| Source document |
How does Apartment work? Apartment fetches data from the schema that corresponds to the elevator – domain, subdomain, or full host name. The library simply analyzes each request to the database using elevators. By default, Apartment splits tenants by subdomains, but you can quickly set it up to use domains.

Keep in mind that for the third approach – a shared schema – Apartment won’t work.

To implement a shared schema approach, your development team only needs to assign IDs to tenants and send database requests with those IDs. And if you’re going to provide custom domains or subdomains for your clients, you’ll need either Detectify or Houser.

Houser is a multi-tenancy gem that can send database requests using subdomain names. But Houser is a relatively old Ruby library. For modern Rails-based SaaS apps, we wanted more flexibility. That's why we've developed Detectify to replace Houser.

Data records
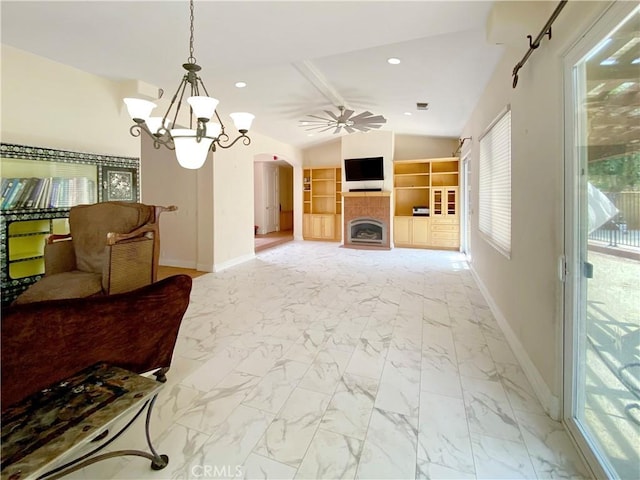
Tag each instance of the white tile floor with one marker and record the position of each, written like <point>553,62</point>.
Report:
<point>319,362</point>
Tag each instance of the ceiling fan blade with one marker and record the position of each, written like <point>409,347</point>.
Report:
<point>346,114</point>
<point>320,118</point>
<point>332,115</point>
<point>361,116</point>
<point>376,119</point>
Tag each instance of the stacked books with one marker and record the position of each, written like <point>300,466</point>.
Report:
<point>49,192</point>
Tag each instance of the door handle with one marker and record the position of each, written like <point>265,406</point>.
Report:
<point>587,269</point>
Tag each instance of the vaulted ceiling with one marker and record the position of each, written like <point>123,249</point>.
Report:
<point>297,58</point>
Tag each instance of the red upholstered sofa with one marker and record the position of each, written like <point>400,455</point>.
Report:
<point>45,342</point>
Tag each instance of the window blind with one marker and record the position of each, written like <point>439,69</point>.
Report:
<point>494,209</point>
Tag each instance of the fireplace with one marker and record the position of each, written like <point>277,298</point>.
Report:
<point>368,231</point>
<point>367,220</point>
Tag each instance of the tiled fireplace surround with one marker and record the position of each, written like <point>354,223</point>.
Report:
<point>374,205</point>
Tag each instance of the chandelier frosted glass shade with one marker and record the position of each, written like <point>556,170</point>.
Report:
<point>191,153</point>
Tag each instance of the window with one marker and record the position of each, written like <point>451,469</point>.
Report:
<point>495,184</point>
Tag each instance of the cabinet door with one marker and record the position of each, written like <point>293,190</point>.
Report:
<point>437,202</point>
<point>402,230</point>
<point>451,199</point>
<point>316,226</point>
<point>306,225</point>
<point>420,231</point>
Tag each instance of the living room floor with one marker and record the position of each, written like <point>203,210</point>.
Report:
<point>319,362</point>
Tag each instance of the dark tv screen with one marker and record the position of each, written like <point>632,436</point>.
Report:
<point>359,169</point>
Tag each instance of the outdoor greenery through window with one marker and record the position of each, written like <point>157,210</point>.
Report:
<point>495,184</point>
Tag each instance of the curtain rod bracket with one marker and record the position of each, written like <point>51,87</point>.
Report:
<point>460,144</point>
<point>533,44</point>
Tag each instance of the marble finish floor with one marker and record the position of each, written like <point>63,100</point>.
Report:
<point>319,362</point>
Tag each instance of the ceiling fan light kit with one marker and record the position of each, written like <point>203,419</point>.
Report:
<point>191,144</point>
<point>363,122</point>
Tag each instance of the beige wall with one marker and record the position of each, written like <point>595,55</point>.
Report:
<point>328,154</point>
<point>524,291</point>
<point>49,104</point>
<point>409,147</point>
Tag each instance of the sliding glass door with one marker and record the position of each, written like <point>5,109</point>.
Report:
<point>602,304</point>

| Instructions for the task |
From the text about Apartment, return the part that opens with the words containing "How does Apartment" and closes with "to replace Houser.". Rely only on the text about Apartment, not on the entries.

| Full response |
How does Apartment work? Apartment fetches data from the schema that corresponds to the elevator – domain, subdomain, or full host name. The library simply analyzes each request to the database using elevators. By default, Apartment splits tenants by subdomains, but you can quickly set it up to use domains.

Keep in mind that for the third approach – a shared schema – Apartment won’t work.

To implement a shared schema approach, your development team only needs to assign IDs to tenants and send database requests with those IDs. And if you’re going to provide custom domains or subdomains for your clients, you’ll need either Detectify or Houser.

Houser is a multi-tenancy gem that can send database requests using subdomain names. But Houser is a relatively old Ruby library. For modern Rails-based SaaS apps, we wanted more flexibility. That's why we've developed Detectify to replace Houser.